---------- Records to process ----------

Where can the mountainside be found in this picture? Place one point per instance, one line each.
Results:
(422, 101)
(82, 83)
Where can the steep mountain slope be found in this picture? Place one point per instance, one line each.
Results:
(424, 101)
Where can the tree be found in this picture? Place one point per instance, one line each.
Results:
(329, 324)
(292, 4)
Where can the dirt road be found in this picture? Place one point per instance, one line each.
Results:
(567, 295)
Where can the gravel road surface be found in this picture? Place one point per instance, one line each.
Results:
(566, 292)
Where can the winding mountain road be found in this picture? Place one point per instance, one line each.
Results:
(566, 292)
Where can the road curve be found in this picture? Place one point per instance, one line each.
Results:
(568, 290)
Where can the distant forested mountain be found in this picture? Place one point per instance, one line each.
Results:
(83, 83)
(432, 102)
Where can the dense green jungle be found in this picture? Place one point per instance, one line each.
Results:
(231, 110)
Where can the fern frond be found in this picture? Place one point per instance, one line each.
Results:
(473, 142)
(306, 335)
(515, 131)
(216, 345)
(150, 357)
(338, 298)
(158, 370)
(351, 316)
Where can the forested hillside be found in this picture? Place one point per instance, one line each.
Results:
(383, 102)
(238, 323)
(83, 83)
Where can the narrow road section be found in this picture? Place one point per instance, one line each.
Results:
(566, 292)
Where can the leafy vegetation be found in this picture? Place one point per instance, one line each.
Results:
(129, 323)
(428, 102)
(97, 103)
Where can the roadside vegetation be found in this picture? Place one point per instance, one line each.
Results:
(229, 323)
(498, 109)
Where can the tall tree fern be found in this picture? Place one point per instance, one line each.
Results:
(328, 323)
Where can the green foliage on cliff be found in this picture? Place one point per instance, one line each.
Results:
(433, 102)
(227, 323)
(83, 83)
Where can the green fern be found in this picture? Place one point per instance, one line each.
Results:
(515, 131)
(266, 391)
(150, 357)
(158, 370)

----------

**Written exercise:** Set down the lines from the one containing "Where can the leafy" through the end of the records, reproducing each without alteration.

**Exercise answer:**
Where can the leafy vegetation be found in this picture? Place one point per instance, one line each.
Results:
(129, 323)
(428, 102)
(97, 103)
Where can the roadside vegetation be found in this picture? Place one point per instance, one line each.
Results:
(229, 323)
(498, 109)
Where can the tall tree fern be found in this picture? Place one point per instance, one line each.
Results:
(328, 323)
Where can the green foliage on cliff be found in this picture? Place one point per instance, one line each.
Results:
(433, 102)
(227, 323)
(83, 83)
Where can the green fern be found in this picture? Place one point per instance, one line each.
Results:
(515, 131)
(266, 391)
(150, 357)
(158, 370)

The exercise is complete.